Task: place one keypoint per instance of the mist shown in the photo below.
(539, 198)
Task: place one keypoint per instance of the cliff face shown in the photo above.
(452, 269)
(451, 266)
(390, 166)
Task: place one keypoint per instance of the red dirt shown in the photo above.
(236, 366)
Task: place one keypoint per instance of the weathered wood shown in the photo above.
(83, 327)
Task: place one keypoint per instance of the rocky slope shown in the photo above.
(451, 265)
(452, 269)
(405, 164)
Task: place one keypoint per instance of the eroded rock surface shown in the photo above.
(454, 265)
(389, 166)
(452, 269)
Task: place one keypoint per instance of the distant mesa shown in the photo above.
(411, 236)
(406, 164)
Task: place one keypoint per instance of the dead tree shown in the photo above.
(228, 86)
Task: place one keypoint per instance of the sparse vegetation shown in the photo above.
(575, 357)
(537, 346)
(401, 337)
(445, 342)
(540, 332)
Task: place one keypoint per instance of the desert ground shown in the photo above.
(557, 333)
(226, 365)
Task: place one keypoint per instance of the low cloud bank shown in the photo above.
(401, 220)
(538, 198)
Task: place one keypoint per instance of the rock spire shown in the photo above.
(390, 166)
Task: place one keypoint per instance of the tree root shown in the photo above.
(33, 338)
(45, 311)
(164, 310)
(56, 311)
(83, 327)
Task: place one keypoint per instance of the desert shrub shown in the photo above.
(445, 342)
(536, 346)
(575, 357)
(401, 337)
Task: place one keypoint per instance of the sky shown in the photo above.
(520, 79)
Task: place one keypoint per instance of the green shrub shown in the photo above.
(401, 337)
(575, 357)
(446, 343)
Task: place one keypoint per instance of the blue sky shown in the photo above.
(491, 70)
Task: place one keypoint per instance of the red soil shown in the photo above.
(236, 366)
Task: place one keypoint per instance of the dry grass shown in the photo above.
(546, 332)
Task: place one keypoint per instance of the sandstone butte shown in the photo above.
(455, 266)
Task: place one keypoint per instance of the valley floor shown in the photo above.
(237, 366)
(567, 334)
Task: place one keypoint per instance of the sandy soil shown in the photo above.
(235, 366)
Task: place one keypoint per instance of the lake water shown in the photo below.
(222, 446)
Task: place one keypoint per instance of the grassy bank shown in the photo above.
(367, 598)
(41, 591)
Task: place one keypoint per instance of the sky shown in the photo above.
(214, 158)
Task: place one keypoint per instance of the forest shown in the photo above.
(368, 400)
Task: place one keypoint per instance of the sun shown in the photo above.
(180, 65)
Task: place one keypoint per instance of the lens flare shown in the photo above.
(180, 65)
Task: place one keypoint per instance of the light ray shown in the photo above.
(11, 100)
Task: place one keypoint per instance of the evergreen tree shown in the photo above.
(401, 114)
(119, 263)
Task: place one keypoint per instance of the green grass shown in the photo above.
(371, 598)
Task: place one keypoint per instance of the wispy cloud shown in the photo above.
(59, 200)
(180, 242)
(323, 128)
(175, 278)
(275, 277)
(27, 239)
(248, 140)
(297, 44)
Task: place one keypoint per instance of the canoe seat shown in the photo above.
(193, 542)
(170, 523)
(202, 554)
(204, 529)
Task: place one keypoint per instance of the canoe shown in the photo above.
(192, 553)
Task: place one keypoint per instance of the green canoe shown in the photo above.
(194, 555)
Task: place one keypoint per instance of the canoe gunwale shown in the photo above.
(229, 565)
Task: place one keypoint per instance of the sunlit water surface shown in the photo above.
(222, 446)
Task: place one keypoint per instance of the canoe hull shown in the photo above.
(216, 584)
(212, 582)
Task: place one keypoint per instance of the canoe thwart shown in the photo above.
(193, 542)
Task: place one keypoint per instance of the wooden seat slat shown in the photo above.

#### Exercise description:
The answer must be the full listing, restated word for word.

#### Response box:
Task: place one keypoint per instance of the mist shown in the photo below.
(539, 198)
Task: place one keypoint per instance of the cliff face shown in the photo above.
(452, 269)
(451, 266)
(390, 166)
Task: place one keypoint per instance of the red dirt shown in the photo above.
(236, 366)
Task: place one keypoint per instance of the weathered wood shown in the photo above.
(83, 327)
Task: place one keypoint per instance of the rocky slope shown in the photo above.
(451, 265)
(452, 269)
(405, 164)
Task: place one keypoint per instance of the eroded rock surface shown in the photo above.
(454, 265)
(389, 166)
(452, 269)
Task: place one keypoint per instance of the distant mesa shown in the photo above.
(411, 236)
(406, 164)
Task: place one keypoint per instance of the dead tree shown in the photo above.
(228, 86)
Task: place one keypoint per instance of the sparse vegetation shown in the photo above.
(575, 357)
(537, 346)
(401, 337)
(445, 342)
(540, 332)
Task: place one keypoint per instance of the desert ground shown in the photo above.
(557, 333)
(226, 365)
Task: place one keypoint per instance of the low cloud bank shown in the photo above.
(401, 220)
(538, 198)
Task: place one keypoint per instance of the rock spire shown in the photo above.
(390, 166)
Task: place one keypoint per instance of the tree root shown in the photo above.
(33, 338)
(45, 311)
(164, 310)
(56, 311)
(83, 327)
Task: place one keypoint per instance of the desert shrub shown in the photo above.
(445, 342)
(536, 346)
(575, 357)
(401, 337)
Task: place one keypoint per instance of the sky shown in the photo above.
(520, 79)
Task: place one keypoint per instance of the green shrub shown in the photo above.
(401, 337)
(575, 357)
(446, 343)
Task: place one keypoint per instance of the blue sky shown in the photo above.
(491, 70)
Task: place one keypoint per instance of the red soil shown in the photo above.
(236, 366)
Task: place one keypoint per instance of the dry grass shown in the photo above.
(546, 332)
Task: place one keypoint per instance of the sandstone butte shown in the photo above.
(455, 266)
Task: place one keypoint per instance of the valley floor shown in the photo above.
(237, 366)
(567, 334)
Task: place one keypoint per instance of the sandy soil shown in the photo above.
(235, 366)
Task: place one keypoint per instance of the lake water shown in the photo below.
(222, 446)
Task: place one keypoint per instance of the grassy bank shown in the photo above.
(367, 598)
(41, 591)
Task: place one keypoint per instance of the sky shown in the photo above.
(214, 158)
Task: place one keypoint per instance of the forest shown in the photo above.
(368, 400)
Task: place one keypoint per instance of the sun shown in the photo above.
(180, 65)
Task: place one keypoint per instance of the lens flare shown in the photo above.
(180, 65)
Task: place one keypoint per instance of the light ray shown in the photo above.
(11, 100)
Task: place one keypoint per instance of the evergreen tree shown in the photo above.
(401, 114)
(119, 263)
Task: place one keypoint per instance of the green grass shown in the photo above.
(371, 598)
Task: place one keypoint per instance of the wispy cloud shown in the photo above.
(59, 200)
(180, 242)
(323, 128)
(175, 278)
(275, 277)
(27, 239)
(248, 140)
(297, 44)
Task: place one keypoint per instance of the canoe seat shown in the photo above.
(193, 542)
(170, 523)
(202, 554)
(204, 529)
Task: place one keypoint per instance of the canoe shown in the photo above.
(192, 553)
Task: place one keypoint per instance of the green canoe shown in the photo above.
(194, 555)
Task: place one keypoint per instance of the canoe gunwale shown in the photo above.
(229, 565)
Task: place one keypoint per instance of the sunlit water surface shown in the photo above.
(222, 446)
Task: place one keypoint per instance of the canoe hull shown in the photo above.
(216, 584)
(212, 582)
Task: place one keypoint per instance of the canoe thwart shown in the photo above.
(193, 542)
Task: place one keypoint per instance of the wooden seat slat shown in the photo above.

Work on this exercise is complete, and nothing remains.